- **PASSAGE GIVEN**:
+ + + +

Paul Dickinson is the Executive Chair of the CDP (formerly the Carbon Disclosure Project), an NGO that runs a carbon disclosure system to enable companies, cities, states and regions to measure and manage their environmental impacts.
Paul is shouting across the room as we open the call.
P: “What do you see in the picture?
He turns back to the screen.
P: “I’m just checking with a colleague who has known me for ages... Hold on....” Someone shouts back:
Voice: “Defiance.”
Paul asked for his picture to be taken on the steps of the Ministry of Defence and I had spoken to the security guards at the door to see if it would be possible. The response was a clear refusal but, in a moment of chat and banter, there was mention that each evening the doors were closed, monitored only by CCTV. It felt like a ‘No’ that I could work with.
We meet at the building on a warm, balmy evening. Paul is chatting about the Photo-Dialogue project and his choice of casual clothes for the photograph. We don’t have much time, he has another appointment and I wonder how long it will take for the guards to turn up, but I hear his care and concern for me as we work. I struggle to reconcile the man before me with the impression I hold of him as an inevitably hard-edged activist and business leader.
CDP’s numbers are staggering. Paul started the project in 2000 with the idea of creating a global economy that would work sustainably and prevent dangerous climate change. Now they have more than 6000 companies and 500 cities reporting annually through them. They represent supply chain members with a purchasing power of $2.7tn and investor assets of $100tn. In addition, a total of 71 states and regions now measure their environmental impact through CDP.
S: So, how do you conceptualize the future? What does ‘vision’ mean for you?
P: The simplicity for me, is that since I became very concerned about climate changes, I found myself immediately surrounded by just a hell of a lot of pictures from scientists about the future. A colleague once asked, “Have you read the 3rd Assessment Report?”, which is from the Intergovernmental Panel on Climate Change and I said, “Well, I’ve sort of looked at it.” And he said, “No, have you read it?” and I said, “It’s one and a half thousand pages...” He said, “No, no, you have to read it.” So I did. And in that one and a half thousand pages were just lots and lots of pictures of the future. And often with some choices, of course. We can get away without much trouble or there might be a lot of trouble.
S: If I’ve understood you, it feels graphic, visual, but I wasn’t sure if you meant you were literally seeing pictures or you were converting the text into pictures.
P: Well, on that specific on that specific point, if I think about the big ‘felt’ moments; I studied at Schumacher College and Stefan Harding was talking [on global warming], I was a bit facetious to him. I said, “So what if Bangladesh floods, and it’s always been too cold here.” He said, “No, no, the Gulf Stream is going to shut off and it’s going to be freezing here and we haven’t got enough snow ploughs.” So the first sense that I had, a real sense of climate change, pictures if you will, was the discontinuity between my childhood, which was a happy childhood, and then a future that was going to be different, so I felt that discontinuity, that was my first real climate change feeling.

+ + + +

- **RECORD LIST**:

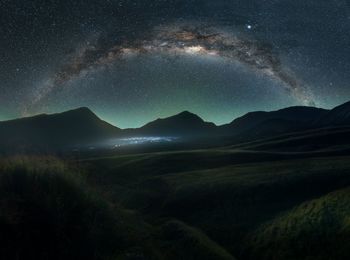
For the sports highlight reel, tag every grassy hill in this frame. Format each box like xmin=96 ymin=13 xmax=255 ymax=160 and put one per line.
xmin=78 ymin=147 xmax=350 ymax=259
xmin=246 ymin=188 xmax=350 ymax=260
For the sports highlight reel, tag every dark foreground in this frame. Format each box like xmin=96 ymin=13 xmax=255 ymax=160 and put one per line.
xmin=0 ymin=130 xmax=350 ymax=260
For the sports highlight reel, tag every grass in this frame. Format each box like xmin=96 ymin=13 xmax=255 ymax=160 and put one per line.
xmin=80 ymin=150 xmax=350 ymax=259
xmin=0 ymin=157 xmax=131 ymax=259
xmin=0 ymin=146 xmax=350 ymax=260
xmin=246 ymin=188 xmax=350 ymax=260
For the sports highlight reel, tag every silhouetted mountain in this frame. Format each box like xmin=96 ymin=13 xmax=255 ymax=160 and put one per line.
xmin=0 ymin=99 xmax=350 ymax=151
xmin=221 ymin=106 xmax=328 ymax=139
xmin=315 ymin=101 xmax=350 ymax=126
xmin=129 ymin=111 xmax=217 ymax=137
xmin=0 ymin=107 xmax=121 ymax=151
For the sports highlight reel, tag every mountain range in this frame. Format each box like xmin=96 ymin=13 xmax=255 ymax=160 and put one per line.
xmin=0 ymin=99 xmax=350 ymax=151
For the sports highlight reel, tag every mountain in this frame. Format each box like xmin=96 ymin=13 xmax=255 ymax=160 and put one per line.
xmin=0 ymin=102 xmax=350 ymax=152
xmin=129 ymin=111 xmax=217 ymax=137
xmin=315 ymin=101 xmax=350 ymax=127
xmin=221 ymin=106 xmax=329 ymax=139
xmin=0 ymin=107 xmax=121 ymax=151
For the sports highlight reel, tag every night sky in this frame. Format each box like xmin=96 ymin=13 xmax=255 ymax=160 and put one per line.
xmin=0 ymin=0 xmax=350 ymax=128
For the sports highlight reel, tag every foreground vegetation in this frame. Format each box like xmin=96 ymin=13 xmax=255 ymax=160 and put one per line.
xmin=0 ymin=149 xmax=350 ymax=260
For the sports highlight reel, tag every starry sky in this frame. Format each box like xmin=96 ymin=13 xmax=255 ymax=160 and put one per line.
xmin=0 ymin=0 xmax=350 ymax=128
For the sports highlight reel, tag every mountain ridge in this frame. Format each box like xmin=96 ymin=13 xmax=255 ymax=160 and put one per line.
xmin=0 ymin=102 xmax=350 ymax=154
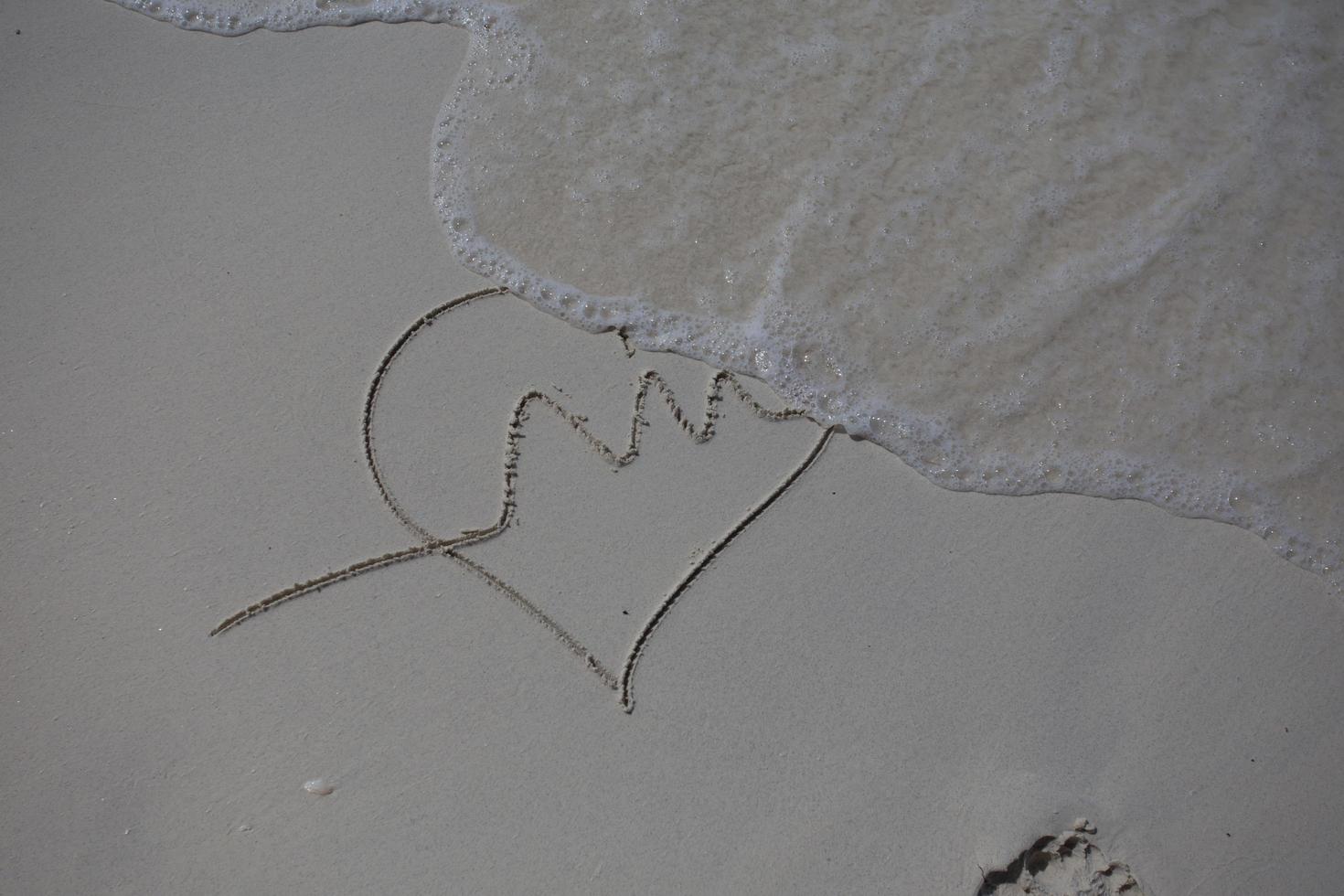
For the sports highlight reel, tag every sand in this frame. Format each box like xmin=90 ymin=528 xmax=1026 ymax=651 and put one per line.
xmin=0 ymin=0 xmax=1344 ymax=896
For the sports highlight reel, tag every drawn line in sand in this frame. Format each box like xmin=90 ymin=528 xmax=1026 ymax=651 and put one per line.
xmin=209 ymin=287 xmax=833 ymax=712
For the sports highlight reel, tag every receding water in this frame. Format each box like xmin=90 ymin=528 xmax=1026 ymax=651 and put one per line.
xmin=114 ymin=0 xmax=1344 ymax=581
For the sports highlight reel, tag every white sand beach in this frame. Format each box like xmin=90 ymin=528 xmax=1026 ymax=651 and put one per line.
xmin=0 ymin=0 xmax=1344 ymax=896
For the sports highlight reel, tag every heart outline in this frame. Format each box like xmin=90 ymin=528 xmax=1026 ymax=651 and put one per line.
xmin=209 ymin=286 xmax=835 ymax=713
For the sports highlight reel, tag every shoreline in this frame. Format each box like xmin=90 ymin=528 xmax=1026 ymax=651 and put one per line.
xmin=0 ymin=0 xmax=1344 ymax=896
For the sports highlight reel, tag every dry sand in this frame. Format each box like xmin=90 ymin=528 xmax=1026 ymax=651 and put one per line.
xmin=0 ymin=0 xmax=1344 ymax=896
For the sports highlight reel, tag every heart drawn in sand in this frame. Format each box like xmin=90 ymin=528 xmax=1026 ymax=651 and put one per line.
xmin=209 ymin=287 xmax=832 ymax=712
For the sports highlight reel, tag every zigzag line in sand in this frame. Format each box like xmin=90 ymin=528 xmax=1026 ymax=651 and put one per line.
xmin=209 ymin=287 xmax=832 ymax=712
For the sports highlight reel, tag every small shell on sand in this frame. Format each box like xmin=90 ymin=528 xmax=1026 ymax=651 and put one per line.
xmin=304 ymin=778 xmax=336 ymax=796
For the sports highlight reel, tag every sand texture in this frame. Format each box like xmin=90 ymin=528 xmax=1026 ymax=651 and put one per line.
xmin=0 ymin=0 xmax=1344 ymax=896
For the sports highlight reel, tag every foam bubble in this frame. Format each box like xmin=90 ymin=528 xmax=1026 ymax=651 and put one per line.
xmin=114 ymin=0 xmax=1344 ymax=581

+ + + +

- **REQUESTS**:
A – Answer these from the Paul Dickinson interview:
(i) In what year did Paul start the CDP project?
(ii) How many cities report annually through CDP?
(iii) At which college did Paul study when Stefan Harding was talking about global warming?
B – Extend the Paul Dickinson interview by writing what follows its final sentence.

- **WRITTEN ANSWERS**:
A –
(i) 2000
(ii) 500
(iii) Schumacher College

B –
The second picture that had a big impression on me, a huge impression on me to be honest, was from a 1999 paper from the Clinton White House about the Kyoto Protocol. Anyway, the point was that it had the graph of CO2 against temperature and they seemed to move in lockstep for 650,000 years and then the CO2 goes up sharply and the temperature starts rising and you’re like ‘Aarrrgh...’ And my third picture that I’ll just offer up is that, quite often, if we’re in a bit of a quandary around here, as we often are, we’ll say, “Well what’s in the best interests of the starving or struggling Bangladeshi child. And that Bangladeshi child might be now, or in 2050, or they might be in 2100, but the notion of vulnerability and country... it’s a sort of an abstract picture, in a way. You literally see someone in your mind’s eye who’s, you know, who’s without technology or financial resources and cannot feed themselves or has no drinking water or they’re in a refugee camp or something. The focus doesn’t get sharpened but it’s the impulse....
S: I like that. It’s shorthand for quite a lot of things really isn’t it? And when you invoke ‘the Bangladeshi child, that’s something that you and your team share well enough?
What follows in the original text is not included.